THE DATA START

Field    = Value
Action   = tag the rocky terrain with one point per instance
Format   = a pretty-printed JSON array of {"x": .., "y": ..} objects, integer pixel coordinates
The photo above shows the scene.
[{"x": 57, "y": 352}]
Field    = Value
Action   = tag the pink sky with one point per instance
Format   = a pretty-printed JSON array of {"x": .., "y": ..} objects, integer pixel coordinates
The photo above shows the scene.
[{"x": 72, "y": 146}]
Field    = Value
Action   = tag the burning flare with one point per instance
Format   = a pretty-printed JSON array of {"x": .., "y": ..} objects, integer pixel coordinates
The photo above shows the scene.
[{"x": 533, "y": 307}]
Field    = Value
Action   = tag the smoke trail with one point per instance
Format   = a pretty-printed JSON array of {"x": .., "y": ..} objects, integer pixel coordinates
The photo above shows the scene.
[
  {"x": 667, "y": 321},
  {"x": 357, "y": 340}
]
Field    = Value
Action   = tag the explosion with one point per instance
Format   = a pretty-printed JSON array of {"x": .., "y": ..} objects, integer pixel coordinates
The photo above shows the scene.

THE DATA END

→ THE PROBLEM
Retype exactly the lines of the data above, starting at its first line and finishing with the line that has "explosion with one point per instance" in it.

→ REPLY TO THE EXERCISE
Field    = Value
Action   = tag the rocky terrain with one point per instance
Format   = a pretty-printed JSON array of {"x": .., "y": ..} objects, integer pixel coordinates
The photo above shows the scene.
[{"x": 57, "y": 352}]
Field    = Value
Action   = tag the pink sky with one point per instance
Format   = a pretty-printed JSON array of {"x": .., "y": ..} objects, integer pixel coordinates
The photo above shows the scene.
[{"x": 72, "y": 146}]
Field    = Value
Action   = tag the burning flare with one point per instance
Format   = a pretty-printed JSON array of {"x": .., "y": ..} objects, integer pixel coordinates
The photo above shows the scene.
[{"x": 533, "y": 307}]
Field    = Value
Action   = tag the smoke trail with one point per instance
Format   = a pretty-printed JSON array of {"x": .., "y": ..} objects, integer pixel coordinates
The photo above shows the scene.
[
  {"x": 667, "y": 321},
  {"x": 357, "y": 340}
]
Field    = Value
Action   = tag the explosion with one point per instance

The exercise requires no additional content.